■ Data section ■
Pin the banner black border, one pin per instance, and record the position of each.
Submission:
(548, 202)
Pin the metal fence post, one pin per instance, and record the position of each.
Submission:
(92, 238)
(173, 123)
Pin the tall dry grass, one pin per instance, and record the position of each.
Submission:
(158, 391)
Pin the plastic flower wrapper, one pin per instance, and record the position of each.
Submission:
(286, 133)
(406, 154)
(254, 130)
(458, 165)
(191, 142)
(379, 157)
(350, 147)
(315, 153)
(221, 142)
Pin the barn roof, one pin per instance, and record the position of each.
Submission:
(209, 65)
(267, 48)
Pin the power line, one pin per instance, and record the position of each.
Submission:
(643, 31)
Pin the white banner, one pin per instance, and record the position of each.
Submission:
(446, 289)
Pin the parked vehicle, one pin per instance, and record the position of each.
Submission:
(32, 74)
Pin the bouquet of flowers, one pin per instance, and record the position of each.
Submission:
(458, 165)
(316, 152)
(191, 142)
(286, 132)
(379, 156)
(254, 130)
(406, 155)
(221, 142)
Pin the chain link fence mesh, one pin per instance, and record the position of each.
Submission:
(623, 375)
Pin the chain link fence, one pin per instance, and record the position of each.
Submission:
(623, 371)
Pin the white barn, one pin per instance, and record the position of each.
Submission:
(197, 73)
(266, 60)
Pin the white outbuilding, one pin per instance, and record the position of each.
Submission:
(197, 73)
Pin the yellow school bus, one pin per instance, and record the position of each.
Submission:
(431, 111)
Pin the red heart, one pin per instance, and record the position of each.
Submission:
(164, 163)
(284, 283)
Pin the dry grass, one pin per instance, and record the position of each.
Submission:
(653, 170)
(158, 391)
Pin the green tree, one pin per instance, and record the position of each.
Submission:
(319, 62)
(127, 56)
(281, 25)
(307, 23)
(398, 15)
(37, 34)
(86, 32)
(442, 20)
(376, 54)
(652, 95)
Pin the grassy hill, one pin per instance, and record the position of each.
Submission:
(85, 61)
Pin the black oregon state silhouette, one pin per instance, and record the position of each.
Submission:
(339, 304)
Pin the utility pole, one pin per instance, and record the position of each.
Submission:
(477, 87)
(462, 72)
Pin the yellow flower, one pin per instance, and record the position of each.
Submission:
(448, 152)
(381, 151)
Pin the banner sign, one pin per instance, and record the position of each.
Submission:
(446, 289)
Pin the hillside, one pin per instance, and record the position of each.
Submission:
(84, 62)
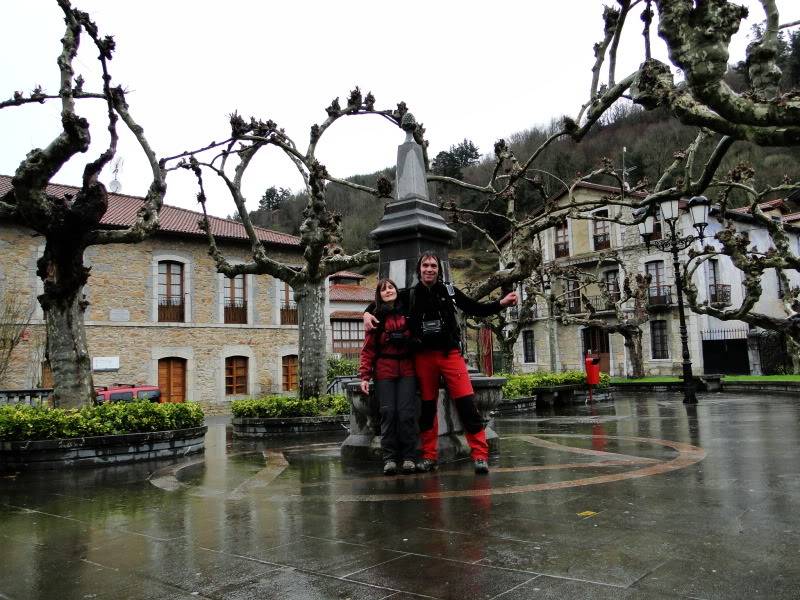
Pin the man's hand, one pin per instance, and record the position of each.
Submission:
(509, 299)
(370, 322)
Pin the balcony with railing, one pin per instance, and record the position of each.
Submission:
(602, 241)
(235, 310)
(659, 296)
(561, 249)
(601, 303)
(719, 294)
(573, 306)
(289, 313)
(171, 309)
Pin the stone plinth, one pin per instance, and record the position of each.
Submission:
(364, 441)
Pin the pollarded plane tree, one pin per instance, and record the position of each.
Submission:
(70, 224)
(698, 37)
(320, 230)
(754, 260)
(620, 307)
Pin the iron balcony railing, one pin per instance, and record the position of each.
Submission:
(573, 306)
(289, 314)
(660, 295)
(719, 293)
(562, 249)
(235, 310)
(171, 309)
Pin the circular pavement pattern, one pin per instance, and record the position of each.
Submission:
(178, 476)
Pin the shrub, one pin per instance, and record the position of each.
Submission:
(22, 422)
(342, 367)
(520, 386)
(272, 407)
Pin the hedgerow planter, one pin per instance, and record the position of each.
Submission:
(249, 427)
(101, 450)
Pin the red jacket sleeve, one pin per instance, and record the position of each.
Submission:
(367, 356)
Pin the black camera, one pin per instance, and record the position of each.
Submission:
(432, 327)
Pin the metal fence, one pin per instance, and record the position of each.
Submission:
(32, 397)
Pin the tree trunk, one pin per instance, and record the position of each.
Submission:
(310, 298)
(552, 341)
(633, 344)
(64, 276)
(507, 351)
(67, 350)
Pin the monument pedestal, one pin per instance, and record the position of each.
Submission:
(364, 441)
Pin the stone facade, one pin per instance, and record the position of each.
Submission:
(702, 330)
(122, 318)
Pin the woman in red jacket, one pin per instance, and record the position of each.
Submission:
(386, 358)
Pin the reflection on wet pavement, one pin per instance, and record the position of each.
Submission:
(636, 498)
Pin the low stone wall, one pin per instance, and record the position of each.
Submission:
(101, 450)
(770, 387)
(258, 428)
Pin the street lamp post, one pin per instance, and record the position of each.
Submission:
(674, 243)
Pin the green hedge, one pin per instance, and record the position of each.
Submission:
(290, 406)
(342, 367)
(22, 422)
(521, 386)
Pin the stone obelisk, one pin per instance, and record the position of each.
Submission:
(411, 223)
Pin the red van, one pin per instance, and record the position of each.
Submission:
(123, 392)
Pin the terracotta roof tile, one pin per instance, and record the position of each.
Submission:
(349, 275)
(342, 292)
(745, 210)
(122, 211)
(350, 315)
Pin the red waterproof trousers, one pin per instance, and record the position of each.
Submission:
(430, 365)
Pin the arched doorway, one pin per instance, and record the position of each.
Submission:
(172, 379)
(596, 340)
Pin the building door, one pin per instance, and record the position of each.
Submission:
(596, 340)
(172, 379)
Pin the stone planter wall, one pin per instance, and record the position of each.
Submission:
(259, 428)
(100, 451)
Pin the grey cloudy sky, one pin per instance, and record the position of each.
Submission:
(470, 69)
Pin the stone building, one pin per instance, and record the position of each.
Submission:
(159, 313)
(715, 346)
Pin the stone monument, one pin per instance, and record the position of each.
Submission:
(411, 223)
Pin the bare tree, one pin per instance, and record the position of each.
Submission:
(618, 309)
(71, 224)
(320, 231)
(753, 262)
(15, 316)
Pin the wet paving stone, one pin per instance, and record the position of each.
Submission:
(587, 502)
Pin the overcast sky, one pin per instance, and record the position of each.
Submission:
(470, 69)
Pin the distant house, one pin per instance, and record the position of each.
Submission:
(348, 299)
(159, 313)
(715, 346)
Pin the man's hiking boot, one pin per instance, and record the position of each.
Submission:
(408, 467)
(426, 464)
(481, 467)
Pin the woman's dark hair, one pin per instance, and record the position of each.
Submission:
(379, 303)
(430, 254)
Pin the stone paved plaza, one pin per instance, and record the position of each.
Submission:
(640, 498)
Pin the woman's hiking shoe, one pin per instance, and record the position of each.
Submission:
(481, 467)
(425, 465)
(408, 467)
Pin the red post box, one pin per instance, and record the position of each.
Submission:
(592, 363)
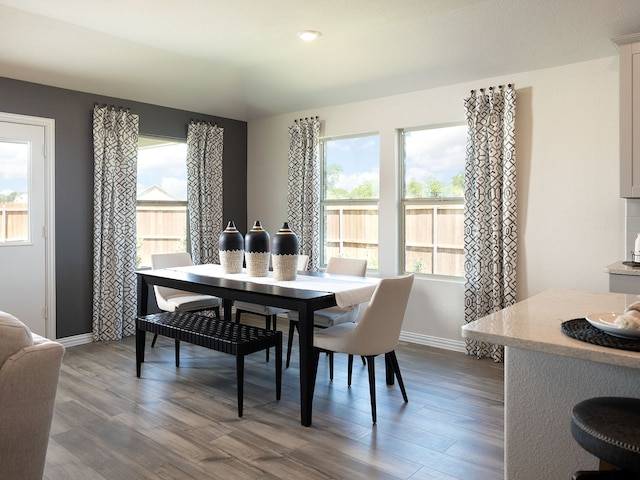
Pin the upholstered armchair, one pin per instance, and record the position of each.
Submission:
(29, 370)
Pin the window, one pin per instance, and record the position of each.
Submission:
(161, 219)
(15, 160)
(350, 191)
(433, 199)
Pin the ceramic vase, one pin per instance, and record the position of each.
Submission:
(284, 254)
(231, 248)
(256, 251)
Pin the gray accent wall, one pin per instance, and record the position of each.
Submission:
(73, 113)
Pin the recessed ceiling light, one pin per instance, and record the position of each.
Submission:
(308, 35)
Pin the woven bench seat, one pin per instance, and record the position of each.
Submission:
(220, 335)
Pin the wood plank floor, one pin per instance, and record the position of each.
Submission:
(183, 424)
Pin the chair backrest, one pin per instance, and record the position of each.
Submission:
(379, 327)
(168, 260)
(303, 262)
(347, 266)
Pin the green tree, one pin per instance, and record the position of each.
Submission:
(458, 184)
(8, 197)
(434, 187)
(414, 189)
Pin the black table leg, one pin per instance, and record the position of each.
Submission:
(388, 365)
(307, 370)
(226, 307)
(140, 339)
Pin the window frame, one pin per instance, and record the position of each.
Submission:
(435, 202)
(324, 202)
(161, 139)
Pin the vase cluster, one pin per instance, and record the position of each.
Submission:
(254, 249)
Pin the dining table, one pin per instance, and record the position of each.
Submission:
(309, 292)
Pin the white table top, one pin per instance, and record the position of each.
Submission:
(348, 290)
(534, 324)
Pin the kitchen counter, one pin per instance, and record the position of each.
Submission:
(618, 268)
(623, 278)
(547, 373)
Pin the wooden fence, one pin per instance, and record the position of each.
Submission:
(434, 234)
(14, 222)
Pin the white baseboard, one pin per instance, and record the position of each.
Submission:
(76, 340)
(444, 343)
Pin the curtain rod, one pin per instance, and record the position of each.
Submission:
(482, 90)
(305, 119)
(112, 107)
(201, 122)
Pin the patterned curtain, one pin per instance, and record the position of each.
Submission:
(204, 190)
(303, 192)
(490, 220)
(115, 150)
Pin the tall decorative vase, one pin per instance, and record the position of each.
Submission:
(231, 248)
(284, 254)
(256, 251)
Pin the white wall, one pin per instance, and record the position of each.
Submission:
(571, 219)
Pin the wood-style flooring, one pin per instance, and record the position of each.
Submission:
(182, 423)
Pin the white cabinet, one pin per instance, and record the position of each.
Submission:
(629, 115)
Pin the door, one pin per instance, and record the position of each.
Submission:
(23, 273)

--

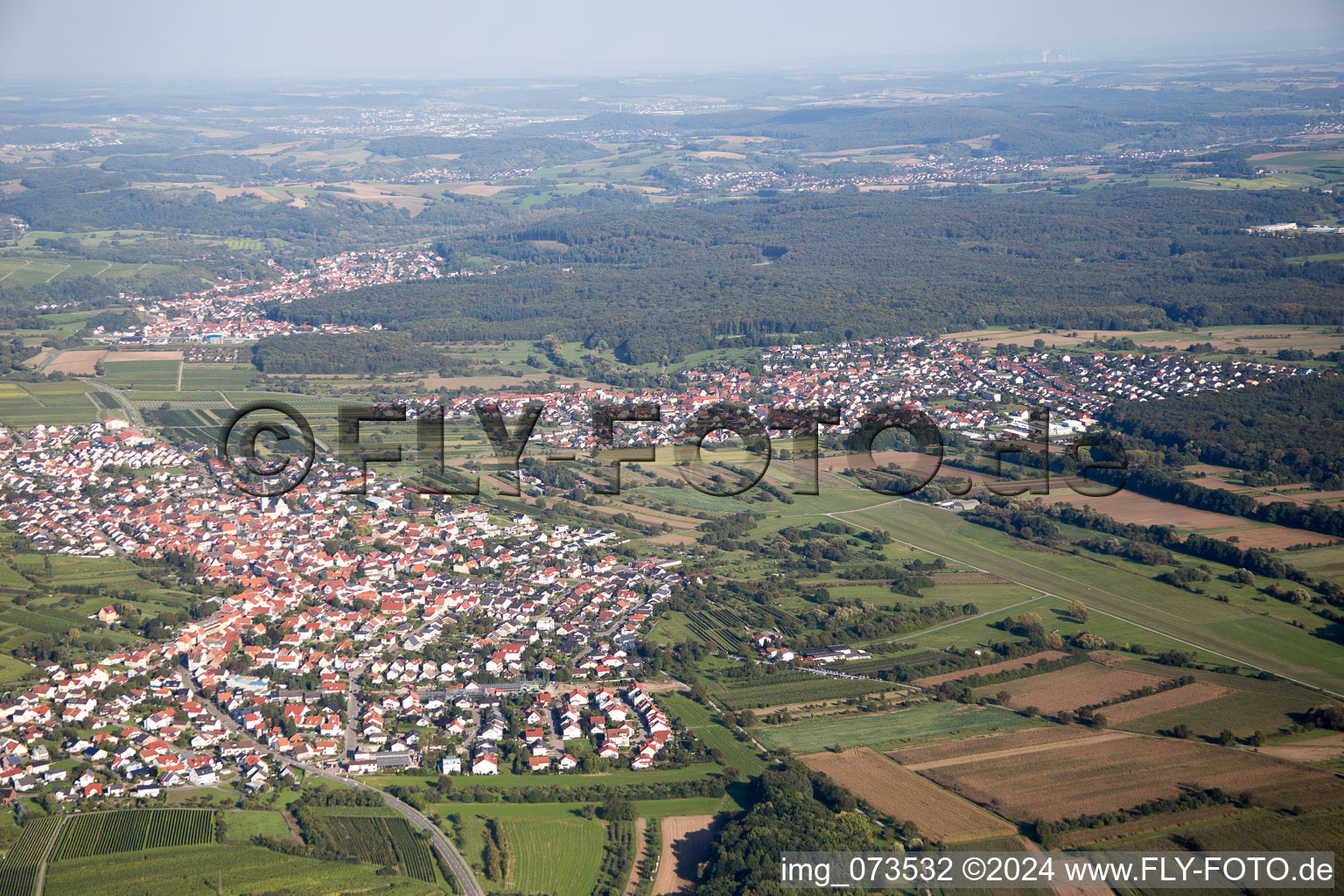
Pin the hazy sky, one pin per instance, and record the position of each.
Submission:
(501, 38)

■ What the task asks ■
Please collect every row above that contains the string "yellow", treating uppercase and lowercase as different, and copy each of those rows in full.

■ Finished answer ■
Pin the yellow school bus, one pin per instance, and record the position of each.
Pin the yellow flower, one pin per instance, and record the position of each.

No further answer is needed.